==== Source data

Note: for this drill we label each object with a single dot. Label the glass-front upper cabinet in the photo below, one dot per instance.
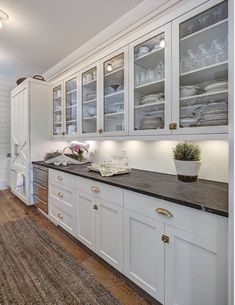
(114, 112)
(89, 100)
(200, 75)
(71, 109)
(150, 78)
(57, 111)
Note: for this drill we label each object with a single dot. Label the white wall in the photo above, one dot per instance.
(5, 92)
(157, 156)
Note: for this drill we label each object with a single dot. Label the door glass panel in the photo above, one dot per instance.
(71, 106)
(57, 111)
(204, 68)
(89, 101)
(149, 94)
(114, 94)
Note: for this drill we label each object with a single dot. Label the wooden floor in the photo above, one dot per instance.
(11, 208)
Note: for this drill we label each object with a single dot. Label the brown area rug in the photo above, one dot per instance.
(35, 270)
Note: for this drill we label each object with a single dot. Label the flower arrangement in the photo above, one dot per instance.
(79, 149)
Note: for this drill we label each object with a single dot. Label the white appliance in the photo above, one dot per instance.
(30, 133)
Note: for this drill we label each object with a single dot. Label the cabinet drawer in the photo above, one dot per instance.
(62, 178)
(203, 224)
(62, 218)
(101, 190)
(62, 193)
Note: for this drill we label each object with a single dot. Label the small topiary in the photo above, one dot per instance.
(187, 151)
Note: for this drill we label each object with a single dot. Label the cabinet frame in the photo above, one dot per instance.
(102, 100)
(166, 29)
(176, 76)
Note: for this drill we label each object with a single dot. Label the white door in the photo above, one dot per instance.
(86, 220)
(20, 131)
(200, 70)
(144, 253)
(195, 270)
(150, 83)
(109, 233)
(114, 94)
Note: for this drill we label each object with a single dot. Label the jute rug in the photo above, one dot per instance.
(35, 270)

========

* **What you need to do**
When you reach the line containing "the white appliance" in the data above, retype it and each line after it through the final one, exactly as written.

* **Exercise response**
Note: for this drill we label each object with a single dot. Label the white appliance in the photo above, one dot per instance.
(30, 133)
Note: for this drill we label each object with a single dot. Label the cabinet drawer in the photo above, one dot per instance.
(62, 178)
(203, 224)
(62, 218)
(101, 190)
(62, 193)
Note: for this drill we label each object with a single dot. Label the small topiary in the photo above, one dot per instance.
(187, 151)
Note: for this drill we label each object with a single dot. Label the cabinet frame in the photo above, one dot per instance.
(102, 100)
(166, 29)
(176, 76)
Note: for this drill we label each object with a single dot. Label the white door in the photo above, one dot per instance.
(86, 220)
(20, 131)
(200, 70)
(144, 253)
(195, 270)
(150, 83)
(109, 233)
(114, 94)
Note: for this drill we label each object with a single dot. Label the jute rug in the photo above, one dot per instance.
(35, 270)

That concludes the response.